__Textauszug__
Kinder unter 14 Jahren, welche aus der Kirche austreten (gemeinsam mit den Eltern oder auf Veranlassung der Eltern oder sonstiger Erziehungsberechtigter), ziehen sich die Exkommunikation nicht zu, weil die Geschlechtsunreifen von den poenae latae sententiae nicht getroffen werden (c. 2230). Des öftern wird die Ansicht vertreten, daß im Strafrecht hinsichtlich des Eintritts der Pubertät zwischen Knaben und Mädchen kein Unterschied gemacht werden müsse und daß für beide das vollendete 14. Lebensjahr gelte.

II. Staatliche Zulassung.

Einen andern Standpunkt als die katholische Kirche nimmt der moderne Staat ein. Er legt dem Kirchenaustritt nichts in den Weg. Freilich ist er erst schrittweise zu dieser Haltung gekommen. Zuerst glaubte er den Übertritt von einem christlichen Bekenntnis zum andern nicht hindern zu sollen. So der einseitig konfessionelle wie der paritätische Staat. Wohl setzt jeder Obertritt theoretisch einen Austritt aus dem bisherigen Bekenntnis voraus, aber der Austritt muß nicht notwendig einen Übertritt im Gefolge haben. Der Ausgetretene will vielleicht religionslos oder gottlos bleiben oder wenigstens keinem christlichen Bekenntnis oder keiner christlichen "Kirche" angehören ("Dissident"). Das war dem Staat früher etwas Unbekanntes. Jeder Staatsbürger sollte Mitglied einer Kirche sein. Der Staat wollte ein christlicher Staat sein, welcher die destruktiven Tendenzen des religiösen Nihilismus fürchtete. Er stützte sich auf die christlichen Kirchen und stattete sie mit mannigfachen Vorrechten aus.
Nun war aber in den meisten Verfassungen den Untertanen "Gewissensfreiheit" oder "Denkfreiheit" oder "ungestörte Gewissensfreiheit" oder "Glaubensfreiheit" zugesichert worden. Damit war ein Grundsatz von großer Tragweite aufgestellt, der je nach den Geistesströmungen der Zeit, den Programmen der politischen Parteien und Weltanschauungsgruppen und dem politischen Kurs des Staates sehr ausdehnungsfähig, aber auch recht einschränkungsfähig war. Denn noch nie hat ein Staat eine schrankenlose Gewissensfreiheit eingeräumt. Tatsächlich war mit der Aufhebung der Pflicht zur Taufe und zur Eheschließung vor der Kirche die Notwendigkeit, einem christlichen Bekenntnis anzugehören, von Staats wegen gefallen. Das war eine der Konsequenzen aus dem Grundsatz der Gewissensfreiheit. Denn Gewissensfreiheit bedeutet die Freiheit von äußerem Zwang in religiösen Dingen, die Freiheit zu glauben oder nicht zu glauben, einer staatlich anerkannten Religionsgesellschaft anzugehören oder nicht. Damit ist man aber beim reinen Kirchenaustritt ohne Anschluß an eine andere Religions-gesellschaft angelangt. Diese Folgerung zog man freilich nur langsam und zögernd, meistens als Abschluß kirchenpolitischer Kämpfe (Preußen 1873, Hessen 1878) oder im Zusammenhang mit der Regelung des kirchlichen Abgabewesens (Württemberg 1887, Baden 1888). Jetzt erkannte der Staat es als seine Pflicht an, die Gewissensfreiheit zu schützen und den Bürgern die Möglichkeit zu geben, aus der Kirche auszutreten. So wurden die Kirchenaustrittsgesetze erlassen.

__Bereitgestellte Auflistung__

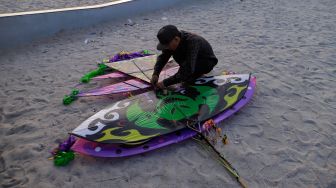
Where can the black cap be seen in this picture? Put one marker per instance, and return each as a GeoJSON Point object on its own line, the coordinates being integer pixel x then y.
{"type": "Point", "coordinates": [165, 35]}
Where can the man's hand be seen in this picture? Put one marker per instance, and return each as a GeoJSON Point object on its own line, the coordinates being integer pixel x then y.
{"type": "Point", "coordinates": [154, 79]}
{"type": "Point", "coordinates": [160, 85]}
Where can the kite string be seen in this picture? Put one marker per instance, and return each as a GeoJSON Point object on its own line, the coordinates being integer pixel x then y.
{"type": "Point", "coordinates": [222, 160]}
{"type": "Point", "coordinates": [140, 70]}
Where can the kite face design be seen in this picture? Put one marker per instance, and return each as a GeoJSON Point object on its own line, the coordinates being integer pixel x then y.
{"type": "Point", "coordinates": [148, 115]}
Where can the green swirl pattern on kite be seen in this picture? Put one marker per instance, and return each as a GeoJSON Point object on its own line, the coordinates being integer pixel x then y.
{"type": "Point", "coordinates": [141, 118]}
{"type": "Point", "coordinates": [132, 136]}
{"type": "Point", "coordinates": [148, 115]}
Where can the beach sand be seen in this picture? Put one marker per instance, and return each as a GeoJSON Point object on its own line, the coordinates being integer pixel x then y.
{"type": "Point", "coordinates": [285, 137]}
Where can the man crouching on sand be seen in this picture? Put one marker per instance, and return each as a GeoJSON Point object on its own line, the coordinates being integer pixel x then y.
{"type": "Point", "coordinates": [192, 52]}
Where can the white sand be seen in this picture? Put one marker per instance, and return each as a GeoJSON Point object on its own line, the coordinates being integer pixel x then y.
{"type": "Point", "coordinates": [286, 136]}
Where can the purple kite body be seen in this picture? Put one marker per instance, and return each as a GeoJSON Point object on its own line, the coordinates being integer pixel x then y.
{"type": "Point", "coordinates": [116, 150]}
{"type": "Point", "coordinates": [111, 75]}
{"type": "Point", "coordinates": [127, 55]}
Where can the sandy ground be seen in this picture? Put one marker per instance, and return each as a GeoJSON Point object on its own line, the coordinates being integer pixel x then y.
{"type": "Point", "coordinates": [11, 6]}
{"type": "Point", "coordinates": [286, 136]}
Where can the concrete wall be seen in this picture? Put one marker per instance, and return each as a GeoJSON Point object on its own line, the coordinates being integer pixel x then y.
{"type": "Point", "coordinates": [20, 28]}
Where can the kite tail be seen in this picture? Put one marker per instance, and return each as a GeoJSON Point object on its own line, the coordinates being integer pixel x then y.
{"type": "Point", "coordinates": [99, 71]}
{"type": "Point", "coordinates": [210, 148]}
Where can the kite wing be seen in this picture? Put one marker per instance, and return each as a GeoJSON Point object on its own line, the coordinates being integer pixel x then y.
{"type": "Point", "coordinates": [149, 115]}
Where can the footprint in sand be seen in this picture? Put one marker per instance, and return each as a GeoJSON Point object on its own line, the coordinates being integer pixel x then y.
{"type": "Point", "coordinates": [14, 176]}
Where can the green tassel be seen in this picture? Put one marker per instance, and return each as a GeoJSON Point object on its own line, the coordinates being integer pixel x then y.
{"type": "Point", "coordinates": [99, 71]}
{"type": "Point", "coordinates": [63, 158]}
{"type": "Point", "coordinates": [146, 52]}
{"type": "Point", "coordinates": [68, 99]}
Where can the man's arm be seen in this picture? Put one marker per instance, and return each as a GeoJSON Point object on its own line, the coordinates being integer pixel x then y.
{"type": "Point", "coordinates": [161, 61]}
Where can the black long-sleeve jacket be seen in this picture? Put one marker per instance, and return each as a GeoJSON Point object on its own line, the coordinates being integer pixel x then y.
{"type": "Point", "coordinates": [193, 54]}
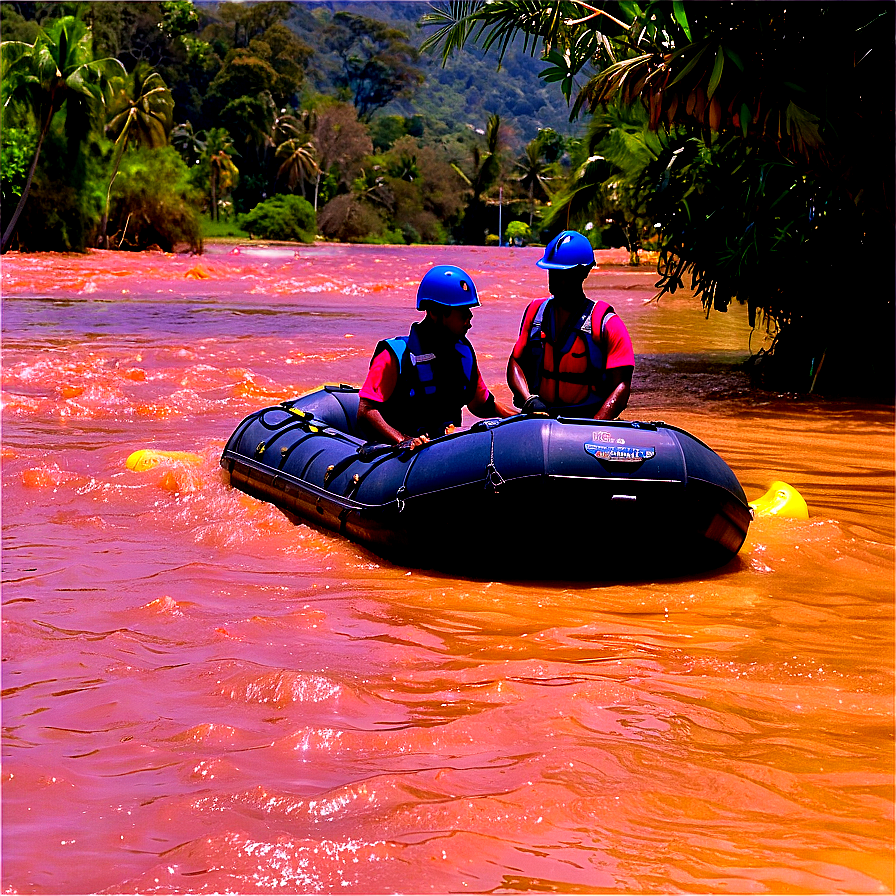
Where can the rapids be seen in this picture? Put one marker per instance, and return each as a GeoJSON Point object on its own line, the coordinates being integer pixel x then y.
{"type": "Point", "coordinates": [200, 696]}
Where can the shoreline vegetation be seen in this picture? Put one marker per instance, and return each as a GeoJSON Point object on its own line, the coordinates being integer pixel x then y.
{"type": "Point", "coordinates": [757, 168]}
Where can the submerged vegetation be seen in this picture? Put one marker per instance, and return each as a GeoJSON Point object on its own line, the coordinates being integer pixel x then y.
{"type": "Point", "coordinates": [757, 164]}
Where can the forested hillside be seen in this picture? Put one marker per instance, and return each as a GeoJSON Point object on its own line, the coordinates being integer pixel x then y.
{"type": "Point", "coordinates": [470, 88]}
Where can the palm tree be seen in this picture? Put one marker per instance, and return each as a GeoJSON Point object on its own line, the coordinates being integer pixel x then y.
{"type": "Point", "coordinates": [141, 109]}
{"type": "Point", "coordinates": [777, 164]}
{"type": "Point", "coordinates": [57, 70]}
{"type": "Point", "coordinates": [299, 162]}
{"type": "Point", "coordinates": [189, 143]}
{"type": "Point", "coordinates": [486, 172]}
{"type": "Point", "coordinates": [223, 173]}
{"type": "Point", "coordinates": [533, 174]}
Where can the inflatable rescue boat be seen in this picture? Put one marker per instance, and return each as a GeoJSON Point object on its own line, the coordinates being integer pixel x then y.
{"type": "Point", "coordinates": [531, 495]}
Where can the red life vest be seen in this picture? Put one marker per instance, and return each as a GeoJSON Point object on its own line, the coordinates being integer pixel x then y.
{"type": "Point", "coordinates": [572, 374]}
{"type": "Point", "coordinates": [431, 391]}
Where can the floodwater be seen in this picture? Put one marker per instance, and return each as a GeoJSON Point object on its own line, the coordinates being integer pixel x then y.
{"type": "Point", "coordinates": [200, 696]}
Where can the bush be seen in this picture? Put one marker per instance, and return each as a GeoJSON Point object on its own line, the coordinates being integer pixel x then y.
{"type": "Point", "coordinates": [517, 233]}
{"type": "Point", "coordinates": [153, 203]}
{"type": "Point", "coordinates": [66, 199]}
{"type": "Point", "coordinates": [348, 220]}
{"type": "Point", "coordinates": [283, 217]}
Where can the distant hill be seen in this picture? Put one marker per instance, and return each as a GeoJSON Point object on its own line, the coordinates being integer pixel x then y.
{"type": "Point", "coordinates": [464, 93]}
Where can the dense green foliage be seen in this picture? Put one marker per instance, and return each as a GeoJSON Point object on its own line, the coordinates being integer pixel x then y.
{"type": "Point", "coordinates": [760, 167]}
{"type": "Point", "coordinates": [153, 202]}
{"type": "Point", "coordinates": [309, 99]}
{"type": "Point", "coordinates": [763, 163]}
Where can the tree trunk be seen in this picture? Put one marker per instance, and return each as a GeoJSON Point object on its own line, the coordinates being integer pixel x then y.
{"type": "Point", "coordinates": [11, 229]}
{"type": "Point", "coordinates": [104, 239]}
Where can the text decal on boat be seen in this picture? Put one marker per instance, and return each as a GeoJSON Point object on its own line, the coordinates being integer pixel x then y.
{"type": "Point", "coordinates": [628, 453]}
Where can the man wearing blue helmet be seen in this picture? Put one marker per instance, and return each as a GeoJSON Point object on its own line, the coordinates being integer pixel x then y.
{"type": "Point", "coordinates": [418, 384]}
{"type": "Point", "coordinates": [573, 356]}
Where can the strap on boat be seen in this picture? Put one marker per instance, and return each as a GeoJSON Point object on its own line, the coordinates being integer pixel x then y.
{"type": "Point", "coordinates": [492, 476]}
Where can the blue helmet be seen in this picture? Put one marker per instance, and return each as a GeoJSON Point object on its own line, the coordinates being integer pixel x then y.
{"type": "Point", "coordinates": [447, 285]}
{"type": "Point", "coordinates": [568, 249]}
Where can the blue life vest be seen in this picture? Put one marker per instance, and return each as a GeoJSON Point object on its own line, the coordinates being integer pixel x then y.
{"type": "Point", "coordinates": [431, 391]}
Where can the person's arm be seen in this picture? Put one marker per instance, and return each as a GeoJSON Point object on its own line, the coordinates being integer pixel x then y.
{"type": "Point", "coordinates": [490, 407]}
{"type": "Point", "coordinates": [371, 416]}
{"type": "Point", "coordinates": [620, 380]}
{"type": "Point", "coordinates": [516, 379]}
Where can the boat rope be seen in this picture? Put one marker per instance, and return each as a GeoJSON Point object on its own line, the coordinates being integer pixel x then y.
{"type": "Point", "coordinates": [402, 489]}
{"type": "Point", "coordinates": [492, 476]}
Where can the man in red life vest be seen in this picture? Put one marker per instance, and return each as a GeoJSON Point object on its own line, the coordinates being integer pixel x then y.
{"type": "Point", "coordinates": [418, 384]}
{"type": "Point", "coordinates": [573, 356]}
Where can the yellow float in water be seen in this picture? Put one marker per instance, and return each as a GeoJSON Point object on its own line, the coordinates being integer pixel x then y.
{"type": "Point", "coordinates": [781, 499]}
{"type": "Point", "coordinates": [148, 458]}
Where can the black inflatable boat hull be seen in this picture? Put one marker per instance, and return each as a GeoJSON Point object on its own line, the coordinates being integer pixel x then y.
{"type": "Point", "coordinates": [539, 495]}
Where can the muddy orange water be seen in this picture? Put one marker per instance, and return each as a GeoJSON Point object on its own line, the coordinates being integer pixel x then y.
{"type": "Point", "coordinates": [200, 696]}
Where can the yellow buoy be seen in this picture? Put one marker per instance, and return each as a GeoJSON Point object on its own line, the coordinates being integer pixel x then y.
{"type": "Point", "coordinates": [781, 499]}
{"type": "Point", "coordinates": [147, 458]}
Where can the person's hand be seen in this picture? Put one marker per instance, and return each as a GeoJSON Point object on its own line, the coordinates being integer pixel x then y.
{"type": "Point", "coordinates": [534, 405]}
{"type": "Point", "coordinates": [412, 444]}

__Aufgabenstellung 1__
Beantworten Sie anhand des Textauszugs zum Kirchenaustritt die folgenden Fragen:
(a) Welcher Canon wird für die Aussage angeführt, dass Geschlechtsunreife von den poenae latae sententiae nicht getroffen werden?
(b) Mit welchem in Anführungszeichen gesetzten Begriff wird ein Ausgetretener bezeichnet, der keinem christlichen Bekenntnis angehören will?
(c) In welchem Jahr zog Hessen die Folgerung des reinen Kirchenaustritts?
__Aufgabenstellung 2__
Nennen Sie alle Länder, die der Textauszug zum Kirchenaustritt im Zusammenhang mit der Zulassung des reinen Kirchenaustritts aufführt, jeweils mit der dort genannten Jahreszahl.

__Erwartete Lösung 1__
(a) c. 2230
(b) "Dissident"
(c) 1878

__Erwartete Lösung 2__
Preußen 1873
Hessen 1878
Württemberg 1887
Baden 1888